◆ **DO THIS**
Please rewrite the lines starting at the one containing "of the blonde" and ending at the one containing "column 704, row 780", changing "corduroy" to "denim" and leaving everything else the same. Return only those lines.

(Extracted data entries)
============
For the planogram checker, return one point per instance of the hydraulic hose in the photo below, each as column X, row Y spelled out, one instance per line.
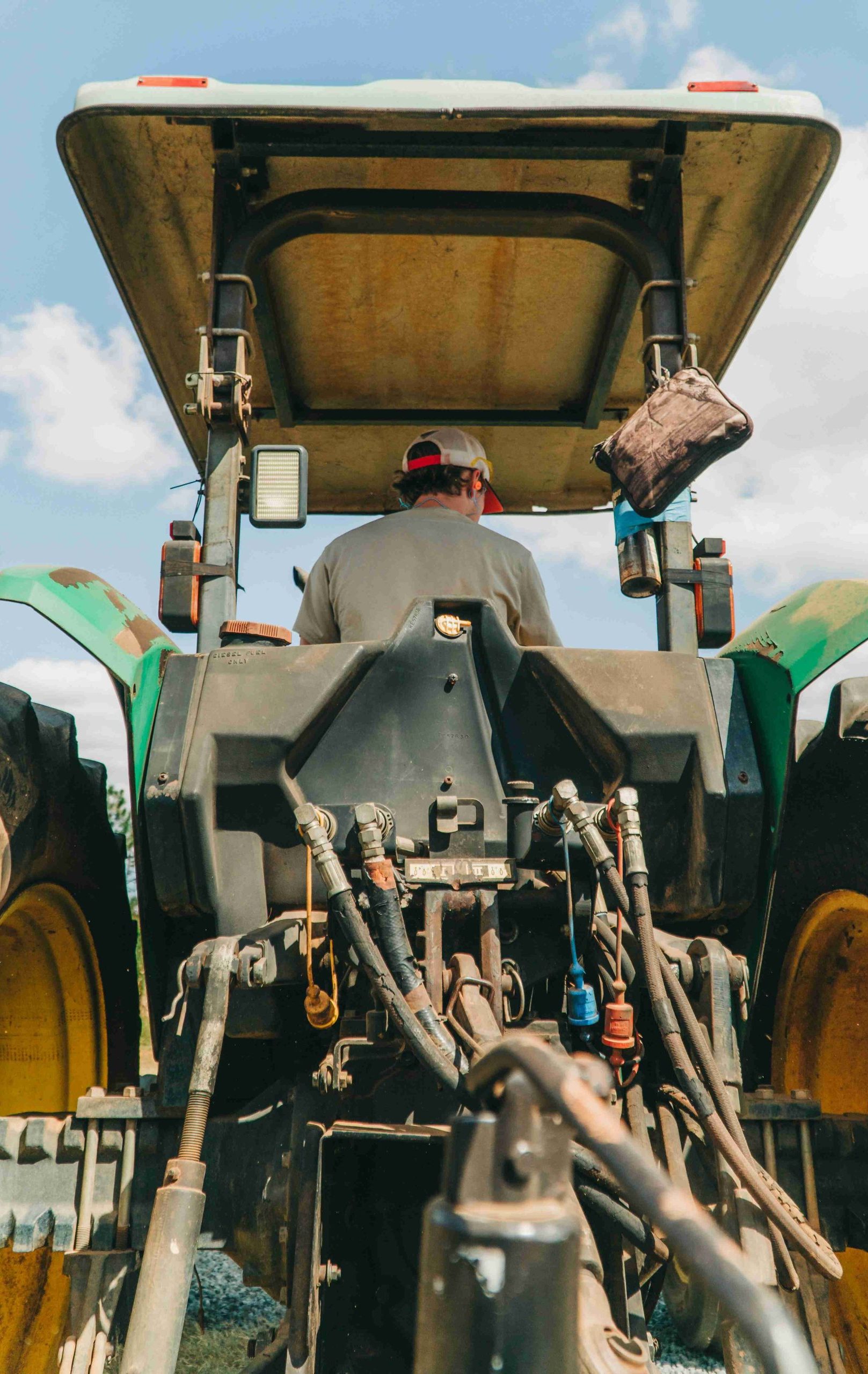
column 608, row 936
column 388, row 992
column 631, row 1226
column 778, row 1207
column 701, row 1245
column 399, row 955
column 359, row 939
column 770, row 1197
column 707, row 1066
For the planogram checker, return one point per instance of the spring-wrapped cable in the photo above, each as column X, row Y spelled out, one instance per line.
column 770, row 1197
column 772, row 1200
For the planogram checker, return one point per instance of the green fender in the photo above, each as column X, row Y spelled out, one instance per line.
column 112, row 628
column 776, row 659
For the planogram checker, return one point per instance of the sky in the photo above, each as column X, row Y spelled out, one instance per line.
column 89, row 454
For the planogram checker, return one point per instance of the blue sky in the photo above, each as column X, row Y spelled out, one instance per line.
column 72, row 384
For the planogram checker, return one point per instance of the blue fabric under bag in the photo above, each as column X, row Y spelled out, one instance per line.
column 630, row 523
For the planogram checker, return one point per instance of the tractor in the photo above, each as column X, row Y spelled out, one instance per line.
column 498, row 992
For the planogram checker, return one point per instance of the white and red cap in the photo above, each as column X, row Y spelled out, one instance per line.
column 461, row 450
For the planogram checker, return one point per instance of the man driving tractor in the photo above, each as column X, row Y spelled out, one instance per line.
column 363, row 583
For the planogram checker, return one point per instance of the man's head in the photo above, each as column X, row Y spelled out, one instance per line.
column 448, row 467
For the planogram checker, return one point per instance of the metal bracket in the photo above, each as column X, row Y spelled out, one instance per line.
column 207, row 381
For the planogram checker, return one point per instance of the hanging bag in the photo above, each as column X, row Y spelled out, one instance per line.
column 679, row 430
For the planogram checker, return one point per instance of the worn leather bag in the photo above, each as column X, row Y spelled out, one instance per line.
column 682, row 428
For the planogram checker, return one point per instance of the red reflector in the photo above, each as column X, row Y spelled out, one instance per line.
column 721, row 86
column 187, row 82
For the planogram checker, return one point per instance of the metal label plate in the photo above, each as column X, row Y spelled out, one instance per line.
column 459, row 870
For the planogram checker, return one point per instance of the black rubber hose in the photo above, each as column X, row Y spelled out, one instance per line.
column 636, row 1232
column 707, row 1066
column 399, row 955
column 701, row 1245
column 393, row 939
column 770, row 1197
column 605, row 932
column 390, row 997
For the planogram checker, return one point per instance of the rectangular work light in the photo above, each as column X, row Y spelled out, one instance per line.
column 279, row 487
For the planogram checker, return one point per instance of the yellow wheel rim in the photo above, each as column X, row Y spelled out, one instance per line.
column 53, row 1049
column 822, row 1043
column 53, row 1019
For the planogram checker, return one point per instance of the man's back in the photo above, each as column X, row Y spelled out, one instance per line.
column 366, row 580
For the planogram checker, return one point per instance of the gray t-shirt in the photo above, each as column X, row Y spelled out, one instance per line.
column 363, row 584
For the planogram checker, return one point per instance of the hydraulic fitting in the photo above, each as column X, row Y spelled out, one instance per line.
column 373, row 823
column 566, row 808
column 618, row 1026
column 626, row 815
column 547, row 816
column 312, row 830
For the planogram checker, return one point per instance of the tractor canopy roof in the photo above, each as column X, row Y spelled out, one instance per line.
column 440, row 254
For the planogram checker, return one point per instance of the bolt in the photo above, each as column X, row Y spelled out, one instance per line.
column 564, row 793
column 521, row 1157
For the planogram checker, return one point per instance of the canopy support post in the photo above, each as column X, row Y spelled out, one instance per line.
column 217, row 595
column 676, row 605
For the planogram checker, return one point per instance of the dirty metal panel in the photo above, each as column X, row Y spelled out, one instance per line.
column 443, row 323
column 112, row 628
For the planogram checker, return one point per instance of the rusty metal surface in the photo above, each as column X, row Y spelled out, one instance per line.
column 146, row 186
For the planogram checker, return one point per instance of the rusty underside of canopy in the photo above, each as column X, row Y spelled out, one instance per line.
column 363, row 339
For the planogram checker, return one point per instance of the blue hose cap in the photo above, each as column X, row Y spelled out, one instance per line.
column 581, row 1002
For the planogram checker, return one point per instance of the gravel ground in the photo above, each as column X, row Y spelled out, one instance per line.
column 234, row 1314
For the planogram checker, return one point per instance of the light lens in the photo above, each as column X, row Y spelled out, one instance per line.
column 279, row 491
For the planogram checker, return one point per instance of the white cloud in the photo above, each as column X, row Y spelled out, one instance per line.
column 630, row 26
column 680, row 16
column 599, row 80
column 85, row 407
column 711, row 64
column 84, row 689
column 792, row 503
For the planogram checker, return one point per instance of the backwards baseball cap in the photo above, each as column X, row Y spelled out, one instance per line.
column 461, row 450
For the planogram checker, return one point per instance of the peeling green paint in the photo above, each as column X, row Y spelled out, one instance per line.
column 112, row 628
column 776, row 657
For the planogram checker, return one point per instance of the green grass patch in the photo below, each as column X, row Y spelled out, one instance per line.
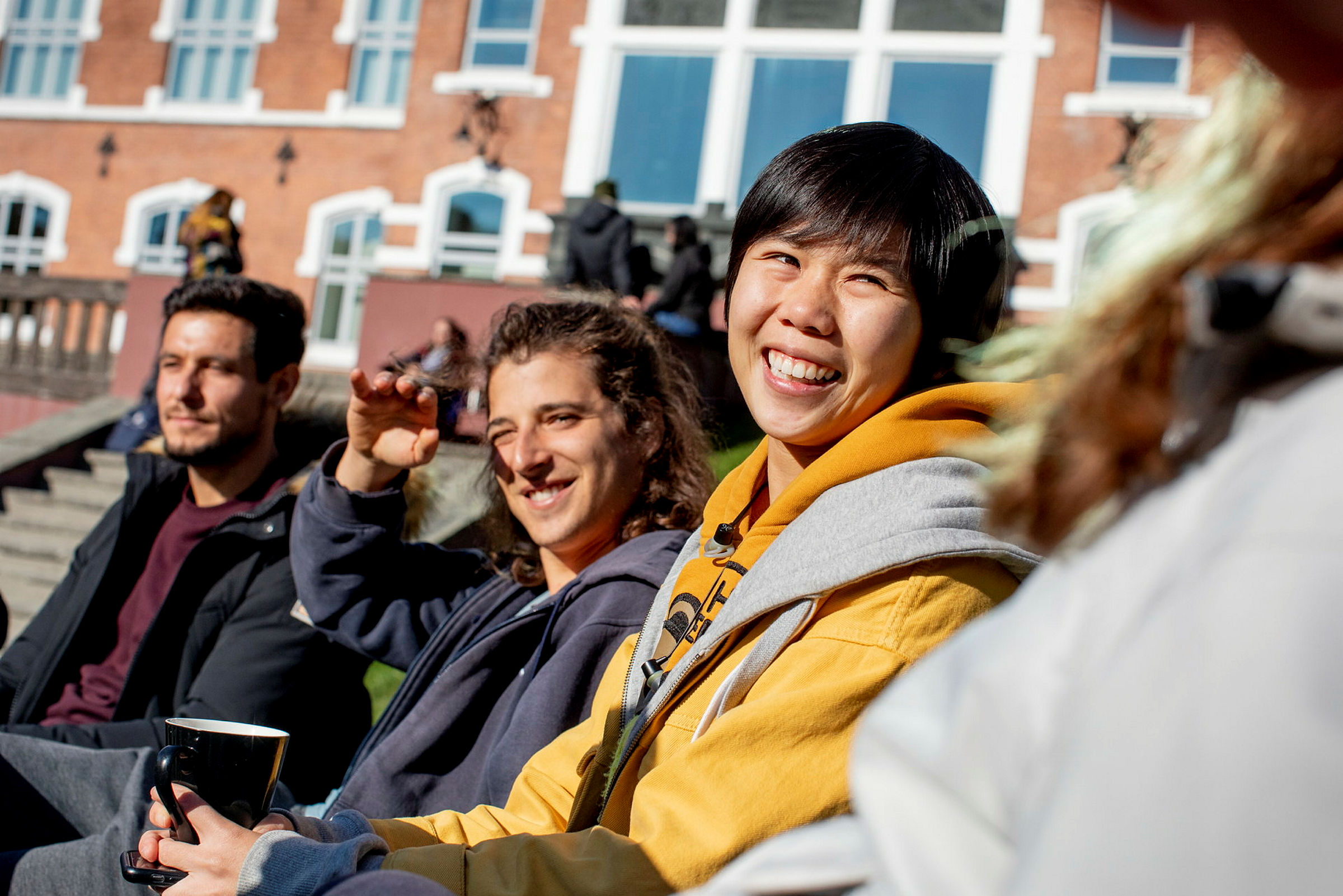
column 382, row 683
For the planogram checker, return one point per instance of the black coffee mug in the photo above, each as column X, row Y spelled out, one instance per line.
column 230, row 764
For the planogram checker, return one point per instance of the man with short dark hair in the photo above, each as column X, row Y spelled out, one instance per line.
column 180, row 602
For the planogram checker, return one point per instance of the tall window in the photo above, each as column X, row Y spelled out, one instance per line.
column 790, row 98
column 347, row 265
column 214, row 51
column 1138, row 54
column 469, row 242
column 660, row 128
column 159, row 252
column 42, row 49
column 382, row 58
column 25, row 236
column 947, row 102
column 501, row 34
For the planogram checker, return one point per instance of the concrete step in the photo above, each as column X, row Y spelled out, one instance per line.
column 78, row 487
column 25, row 597
column 41, row 508
column 108, row 467
column 46, row 571
column 18, row 622
column 34, row 541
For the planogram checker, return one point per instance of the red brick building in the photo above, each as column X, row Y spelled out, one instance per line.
column 450, row 139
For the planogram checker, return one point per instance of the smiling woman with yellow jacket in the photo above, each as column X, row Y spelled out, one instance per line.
column 841, row 551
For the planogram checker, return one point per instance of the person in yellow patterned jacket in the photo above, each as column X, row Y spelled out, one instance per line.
column 840, row 552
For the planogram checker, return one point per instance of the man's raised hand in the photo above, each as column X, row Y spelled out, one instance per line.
column 393, row 426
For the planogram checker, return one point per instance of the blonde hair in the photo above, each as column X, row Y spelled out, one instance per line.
column 1260, row 180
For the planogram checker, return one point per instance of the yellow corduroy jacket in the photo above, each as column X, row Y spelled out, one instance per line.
column 704, row 780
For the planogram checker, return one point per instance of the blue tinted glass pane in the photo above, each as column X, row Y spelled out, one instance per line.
column 182, row 68
column 790, row 98
column 1126, row 29
column 1139, row 71
column 397, row 77
column 12, row 68
column 207, row 73
column 475, row 214
column 65, row 65
column 660, row 128
column 39, row 69
column 947, row 102
column 500, row 54
column 373, row 237
column 505, row 14
column 366, row 66
column 238, row 74
column 158, row 229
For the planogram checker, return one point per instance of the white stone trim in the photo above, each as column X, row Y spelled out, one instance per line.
column 166, row 27
column 187, row 191
column 519, row 221
column 1076, row 219
column 494, row 84
column 55, row 198
column 1035, row 250
column 871, row 49
column 1140, row 104
column 1035, row 299
column 374, row 199
column 158, row 109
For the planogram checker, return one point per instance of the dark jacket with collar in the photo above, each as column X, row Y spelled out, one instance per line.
column 598, row 253
column 225, row 645
column 488, row 683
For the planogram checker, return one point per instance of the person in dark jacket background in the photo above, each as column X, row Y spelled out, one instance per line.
column 598, row 462
column 683, row 308
column 180, row 602
column 598, row 254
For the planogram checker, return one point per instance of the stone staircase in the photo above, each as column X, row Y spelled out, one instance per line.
column 39, row 531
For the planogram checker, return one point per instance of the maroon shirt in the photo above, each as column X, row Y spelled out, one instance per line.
column 95, row 696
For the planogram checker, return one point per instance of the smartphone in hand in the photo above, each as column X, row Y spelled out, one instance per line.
column 138, row 871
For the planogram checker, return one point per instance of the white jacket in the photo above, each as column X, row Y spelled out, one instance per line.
column 1161, row 712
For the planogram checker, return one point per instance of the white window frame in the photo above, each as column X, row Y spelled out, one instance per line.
column 135, row 222
column 57, row 202
column 605, row 41
column 386, row 38
column 426, row 218
column 194, row 37
column 68, row 32
column 475, row 34
column 468, row 249
column 1109, row 49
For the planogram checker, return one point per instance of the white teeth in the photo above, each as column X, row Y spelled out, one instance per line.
column 794, row 368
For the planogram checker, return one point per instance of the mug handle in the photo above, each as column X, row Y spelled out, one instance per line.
column 166, row 771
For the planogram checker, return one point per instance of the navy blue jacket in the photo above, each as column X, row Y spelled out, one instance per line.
column 488, row 683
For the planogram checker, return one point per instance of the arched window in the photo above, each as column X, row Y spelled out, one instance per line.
column 24, row 238
column 347, row 262
column 469, row 240
column 159, row 250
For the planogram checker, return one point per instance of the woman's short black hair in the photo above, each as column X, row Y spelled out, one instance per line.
column 877, row 187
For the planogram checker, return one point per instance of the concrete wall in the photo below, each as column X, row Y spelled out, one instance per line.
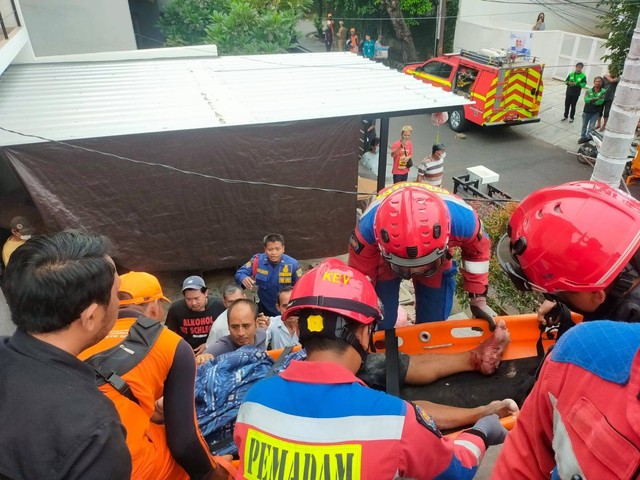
============
◆ **RESULT BELOW**
For the planogram checker, return one point per instance of the blonde hair in the photo above, each as column X, row Y spelled out, one instance per line.
column 1260, row 180
For the planogram checker, return one point per instance of the yellow denim jacket in the photo above, each as column X, row Y spelled out, one instance per line.
column 704, row 780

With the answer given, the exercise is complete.